Coordinate annotation entries:
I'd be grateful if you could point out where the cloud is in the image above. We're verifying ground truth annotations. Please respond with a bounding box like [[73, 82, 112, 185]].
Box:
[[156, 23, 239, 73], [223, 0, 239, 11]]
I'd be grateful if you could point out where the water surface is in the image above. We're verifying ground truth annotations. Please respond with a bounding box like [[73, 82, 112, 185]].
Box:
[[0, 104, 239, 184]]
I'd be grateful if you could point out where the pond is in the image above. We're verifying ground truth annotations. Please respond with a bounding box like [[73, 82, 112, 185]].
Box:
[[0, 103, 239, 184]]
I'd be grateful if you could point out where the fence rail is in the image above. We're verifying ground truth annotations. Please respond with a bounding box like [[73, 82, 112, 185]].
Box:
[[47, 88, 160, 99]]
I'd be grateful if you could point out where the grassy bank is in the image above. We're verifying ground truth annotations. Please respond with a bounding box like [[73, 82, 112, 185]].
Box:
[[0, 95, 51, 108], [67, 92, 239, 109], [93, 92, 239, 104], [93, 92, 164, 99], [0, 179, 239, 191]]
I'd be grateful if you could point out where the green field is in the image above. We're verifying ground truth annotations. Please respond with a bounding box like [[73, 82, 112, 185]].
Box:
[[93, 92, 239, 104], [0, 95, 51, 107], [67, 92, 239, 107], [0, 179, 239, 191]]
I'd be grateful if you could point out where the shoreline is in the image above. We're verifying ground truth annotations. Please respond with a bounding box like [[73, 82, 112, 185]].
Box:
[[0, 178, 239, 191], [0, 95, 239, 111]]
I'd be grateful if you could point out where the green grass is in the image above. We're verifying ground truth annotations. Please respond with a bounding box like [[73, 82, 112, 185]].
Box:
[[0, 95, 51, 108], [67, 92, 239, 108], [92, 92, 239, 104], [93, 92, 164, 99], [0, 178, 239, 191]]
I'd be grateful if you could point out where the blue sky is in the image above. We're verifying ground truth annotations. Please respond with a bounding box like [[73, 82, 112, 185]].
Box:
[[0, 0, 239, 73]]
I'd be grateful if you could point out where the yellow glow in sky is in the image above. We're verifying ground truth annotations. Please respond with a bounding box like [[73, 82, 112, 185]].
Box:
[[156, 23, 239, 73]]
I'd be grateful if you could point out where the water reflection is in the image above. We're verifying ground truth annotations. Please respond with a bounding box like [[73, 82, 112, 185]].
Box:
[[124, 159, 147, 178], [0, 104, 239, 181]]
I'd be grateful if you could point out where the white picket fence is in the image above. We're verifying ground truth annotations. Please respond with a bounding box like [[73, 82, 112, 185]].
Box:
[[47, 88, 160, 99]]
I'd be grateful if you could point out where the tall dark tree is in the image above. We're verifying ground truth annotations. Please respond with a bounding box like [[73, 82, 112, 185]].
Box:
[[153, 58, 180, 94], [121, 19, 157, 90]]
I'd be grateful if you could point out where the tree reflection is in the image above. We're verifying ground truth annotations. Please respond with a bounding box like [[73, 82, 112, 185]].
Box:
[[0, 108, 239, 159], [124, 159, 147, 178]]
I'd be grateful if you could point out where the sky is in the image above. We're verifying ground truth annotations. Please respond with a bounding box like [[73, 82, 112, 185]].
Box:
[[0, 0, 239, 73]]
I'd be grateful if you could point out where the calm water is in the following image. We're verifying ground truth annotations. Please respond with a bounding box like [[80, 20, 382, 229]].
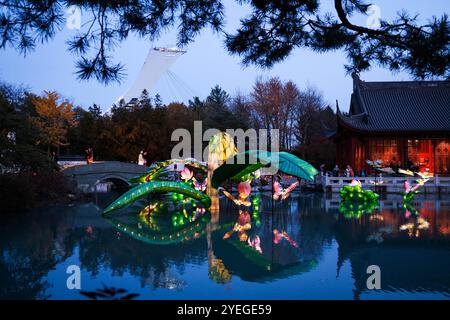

● **Stated task**:
Rescale the records from the line with "I'd be grateful if you could point out where the yellow" to the line with "[[0, 108, 239, 159], [124, 159, 147, 178]]", both included, and write out only those lines, including the requests. Multiply every bounding-box coordinate in the answers by 2.1 and round to whole numbers with halves rounded up, but leave the requests and their sample boxes unchanged.

● **Answer for the task**:
I'd be grateful if you could point out where the yellow glow in sky is in the image above. We're verifying ground truth annotations. Please respond with a bounding box like [[73, 82, 112, 185]].
Box:
[[328, 48, 502, 153]]
I'd be grateful if you could point out where the water reflection is in the image above. We're verifying ground truth annotations. Please respond with a bounding box like [[73, 82, 112, 185]].
Box:
[[260, 334, 309, 374], [0, 218, 502, 380]]
I'd be grateful if you could point out where the white picket fence is in the image above. We're verifying ground truth annotations. Please respond with a bounding box like [[73, 82, 112, 185]].
Box:
[[99, 185, 336, 208]]
I'd be grateful if you could point out where the tall dark tree is in the image above. We're verifying ground truth annotations. Please respond with a bounding box like [[73, 82, 112, 185]].
Box:
[[321, 122, 378, 197], [254, 40, 330, 189]]
I'd be grateful if you could point out where the tree reflection is in the image above. We're verifying ground truth annotations. Please respond with a bounding box like [[73, 82, 112, 185]].
Box:
[[0, 227, 502, 334], [260, 334, 309, 374]]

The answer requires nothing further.